Problem A: Siyasal sistem üzerine yazıda "Devrim Özkan –" sözleriyle başlayıp aşağıya doğru "da vermek zorundadır." sözlerine kadar uzanan her şeyi aynen yeniden yazın.

Metin bölümü:
* * *

Devrim Özkan – Siyasal Sistemimizi Yeniden Yapılandırmak

Toplumumuzun cumhuriyet deneyiminin geldiği son noktada siyasal sitemimizin baştan aşağı yeniden yapılandırılması zaruret haline gelmiştir.
Yirminci yüzyılı ne yapacağına karar veremeden geçiren toplumumuz siyasal sitemini yeniden yapılandırırken geleceğine dair kararını da vermek zorundadır.

Ülkemizin nasıl bir biçimde yönetilmesi gerektiğine dair tartışma birkaç ana başlığa ayrılabilir. Birincisi idari mekanizmanın adil bir biçimde nasıl işletileceğidir. İkincisi halkın idari sistemdeki konumunun ne olması gerektiğidir. Son olarak idari mekanizmanın etkin ve verimli bir biçimde işlemesi için nasıl yapılandırılması gerektiği bir diğer ana başlıktır. Şüphesiz bu üç başlık birbirleriyle derinden ilişkilidir. Dolayısıyla her biri ele alınırken diğerleriyle bağlantısı dikkate alınmalıdır.

* * *

Çıkarılan kayıtlar
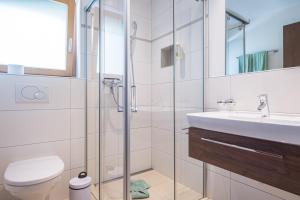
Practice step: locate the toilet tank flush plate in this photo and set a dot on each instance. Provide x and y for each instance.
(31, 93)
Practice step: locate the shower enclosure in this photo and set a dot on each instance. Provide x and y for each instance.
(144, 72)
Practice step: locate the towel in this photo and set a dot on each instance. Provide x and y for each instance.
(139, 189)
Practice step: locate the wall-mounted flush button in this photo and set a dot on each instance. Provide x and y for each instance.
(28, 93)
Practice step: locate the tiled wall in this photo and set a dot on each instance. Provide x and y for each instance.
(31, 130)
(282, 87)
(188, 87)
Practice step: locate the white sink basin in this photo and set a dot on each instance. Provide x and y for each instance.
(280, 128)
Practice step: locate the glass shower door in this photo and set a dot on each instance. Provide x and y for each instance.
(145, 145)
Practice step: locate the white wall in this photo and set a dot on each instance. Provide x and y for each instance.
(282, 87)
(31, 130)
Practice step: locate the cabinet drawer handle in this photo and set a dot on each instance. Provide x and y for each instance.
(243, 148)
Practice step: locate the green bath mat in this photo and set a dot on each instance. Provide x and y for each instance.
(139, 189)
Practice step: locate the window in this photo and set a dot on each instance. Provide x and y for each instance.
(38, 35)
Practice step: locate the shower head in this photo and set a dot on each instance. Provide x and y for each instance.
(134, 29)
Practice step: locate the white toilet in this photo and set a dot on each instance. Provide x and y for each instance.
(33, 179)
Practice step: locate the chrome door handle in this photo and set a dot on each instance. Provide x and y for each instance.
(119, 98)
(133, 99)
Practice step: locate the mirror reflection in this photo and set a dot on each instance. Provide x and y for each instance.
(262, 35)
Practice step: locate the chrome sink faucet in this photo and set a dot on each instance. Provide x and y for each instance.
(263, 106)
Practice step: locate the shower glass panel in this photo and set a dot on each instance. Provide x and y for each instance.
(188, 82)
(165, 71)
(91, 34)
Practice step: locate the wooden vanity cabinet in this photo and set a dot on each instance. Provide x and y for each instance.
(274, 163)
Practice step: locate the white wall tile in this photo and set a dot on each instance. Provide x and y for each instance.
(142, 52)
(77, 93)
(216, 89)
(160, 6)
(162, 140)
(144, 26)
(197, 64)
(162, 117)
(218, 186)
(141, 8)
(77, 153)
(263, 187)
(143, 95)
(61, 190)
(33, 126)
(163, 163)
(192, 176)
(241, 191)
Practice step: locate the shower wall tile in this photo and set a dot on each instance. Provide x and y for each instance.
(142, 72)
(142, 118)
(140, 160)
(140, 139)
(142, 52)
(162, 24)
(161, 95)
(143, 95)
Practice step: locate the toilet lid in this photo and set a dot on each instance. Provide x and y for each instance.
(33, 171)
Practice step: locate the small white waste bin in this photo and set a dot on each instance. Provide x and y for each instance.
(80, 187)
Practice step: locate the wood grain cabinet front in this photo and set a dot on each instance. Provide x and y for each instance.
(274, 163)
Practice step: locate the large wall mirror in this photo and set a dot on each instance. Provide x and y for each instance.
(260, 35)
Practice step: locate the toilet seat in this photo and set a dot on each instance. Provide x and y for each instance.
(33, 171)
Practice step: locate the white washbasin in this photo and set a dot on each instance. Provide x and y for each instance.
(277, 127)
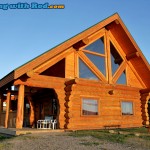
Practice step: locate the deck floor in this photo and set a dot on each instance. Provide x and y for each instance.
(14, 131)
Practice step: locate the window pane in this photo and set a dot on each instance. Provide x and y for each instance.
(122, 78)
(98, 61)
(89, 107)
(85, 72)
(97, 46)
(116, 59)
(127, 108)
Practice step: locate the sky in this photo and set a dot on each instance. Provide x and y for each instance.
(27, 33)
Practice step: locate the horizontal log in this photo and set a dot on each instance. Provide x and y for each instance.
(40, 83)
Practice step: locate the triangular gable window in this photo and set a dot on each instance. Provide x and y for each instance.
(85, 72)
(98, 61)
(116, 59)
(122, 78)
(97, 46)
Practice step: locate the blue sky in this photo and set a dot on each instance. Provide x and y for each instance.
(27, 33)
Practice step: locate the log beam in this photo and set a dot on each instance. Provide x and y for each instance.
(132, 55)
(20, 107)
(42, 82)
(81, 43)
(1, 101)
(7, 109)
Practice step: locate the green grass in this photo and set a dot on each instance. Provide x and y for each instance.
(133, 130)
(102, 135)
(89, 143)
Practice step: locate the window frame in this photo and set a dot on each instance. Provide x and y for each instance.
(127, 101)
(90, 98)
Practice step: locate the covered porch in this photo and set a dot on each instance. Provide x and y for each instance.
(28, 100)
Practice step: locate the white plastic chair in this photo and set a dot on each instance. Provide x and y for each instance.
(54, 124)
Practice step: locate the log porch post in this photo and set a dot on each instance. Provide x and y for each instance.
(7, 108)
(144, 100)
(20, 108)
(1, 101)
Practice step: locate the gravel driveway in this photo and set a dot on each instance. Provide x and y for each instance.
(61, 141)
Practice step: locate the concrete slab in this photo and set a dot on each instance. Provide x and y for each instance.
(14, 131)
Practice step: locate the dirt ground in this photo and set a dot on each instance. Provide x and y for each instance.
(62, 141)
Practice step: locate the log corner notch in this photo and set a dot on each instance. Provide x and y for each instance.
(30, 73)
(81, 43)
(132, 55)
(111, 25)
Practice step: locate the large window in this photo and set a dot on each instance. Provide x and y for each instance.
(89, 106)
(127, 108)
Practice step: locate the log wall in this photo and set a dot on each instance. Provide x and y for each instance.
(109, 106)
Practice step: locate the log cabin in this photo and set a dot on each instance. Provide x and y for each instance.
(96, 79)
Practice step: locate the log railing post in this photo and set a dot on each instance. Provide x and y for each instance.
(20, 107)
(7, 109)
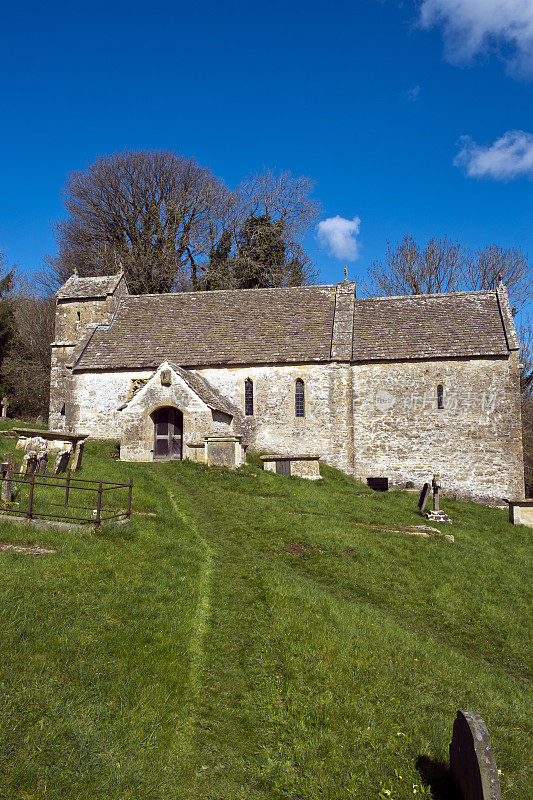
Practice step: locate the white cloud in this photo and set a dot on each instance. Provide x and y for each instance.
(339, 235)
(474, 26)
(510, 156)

* * *

Problem B: Listede "glass" sözcüğünü içeren satırların sayısını verin ve yalnızca sayıyı yazın.

Yazılı çözüm A:
Devrim Özkan – Siyasal Sistemimizi Yeniden Yapılandırmak

Toplumumuzun cumhuriyet deneyiminin geldiği son noktada siyasal sitemimizin baştan aşağı yeniden yapılandırılması zaruret haline gelmiştir.
Yirminci yüzyılı ne yapacağına karar veremeden geçiren toplumumuz siyasal sitemini yeniden yapılandırırken geleceğine dair kararını da vermek zorundadır.

Yazılı çözüm B: 2